== Text to read ==

As 2011 winds to a close, we are about to turn the page on a year that saw new evidence suggesting that the education reform policies du jour aren't really working. Most charter schools perform no better than traditional public schools (at least in Chicago); value-added modeling does not produce consistent, reliable measures of teacher effectiveness; and the school curriculum is narrowing, in part because of the pressures of state tests (according to teachers).

Student performance on standardized assessments has remained stubbornly flat during the past few years (though much more progress has been made in math than reading). And despite all our efforts over the past decade to dictate down school improvement through governance and accountability policy, the achievement gap between disadvantaged students and their middle- and upper-class peers is actually growing. We must be doing something wrong.

In looking ahead to the education agenda of 2012, I hope that we can learn from what hasn't worked in school improvement over the past few years, as well as what has worked.

Focus on Instruction

A recent study by the Council of the Great City Schools and the American Institutes for Research found key differences between the instructional practices of three urban districts that performed well on the National Assessment of Educational Progress (NAEP) and one that showed lower performance and weaker gains. The higher-performing/higher-improving districts all had stable leadership and staff focused on improving teaching and learning; a common, high-quality curriculum that created a coherent instructional program; and quality professional development that helped staff meet instructional priorities, among other commonalities. The study also indicated, as have so many that have come before, that structural reforms of urban school systems are not likely to improve student achievement unless they are directly tied to instructional program.

===
== Recorded data ==

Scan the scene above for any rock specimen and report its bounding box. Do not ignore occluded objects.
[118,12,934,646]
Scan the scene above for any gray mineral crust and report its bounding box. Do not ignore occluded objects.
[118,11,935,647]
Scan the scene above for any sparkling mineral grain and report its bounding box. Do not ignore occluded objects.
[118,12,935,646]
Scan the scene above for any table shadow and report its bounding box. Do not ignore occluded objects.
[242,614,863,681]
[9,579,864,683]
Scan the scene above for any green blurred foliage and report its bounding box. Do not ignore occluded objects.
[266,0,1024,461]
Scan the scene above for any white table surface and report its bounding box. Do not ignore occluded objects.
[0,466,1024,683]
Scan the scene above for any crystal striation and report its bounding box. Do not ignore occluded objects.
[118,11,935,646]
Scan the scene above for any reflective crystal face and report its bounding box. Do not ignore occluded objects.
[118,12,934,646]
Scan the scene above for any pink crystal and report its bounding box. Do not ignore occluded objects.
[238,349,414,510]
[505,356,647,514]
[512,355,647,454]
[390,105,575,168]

===
== Recorded data ==

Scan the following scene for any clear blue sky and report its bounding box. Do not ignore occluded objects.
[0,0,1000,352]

===
== Recorded data ==

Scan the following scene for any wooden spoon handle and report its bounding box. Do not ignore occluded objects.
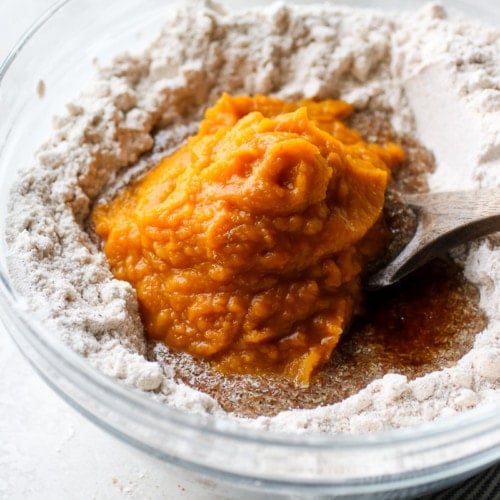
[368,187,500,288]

===

• Directions for this task
According to the text on education reform, why is the school curriculum narrowing? Answer in one to three sentences. The entries are separate material and have nothing to do with the text on education reform.

• Exercise result
The curriculum is narrowing partly because of the pressures of state tests. The text gives teachers as the source of this explanation.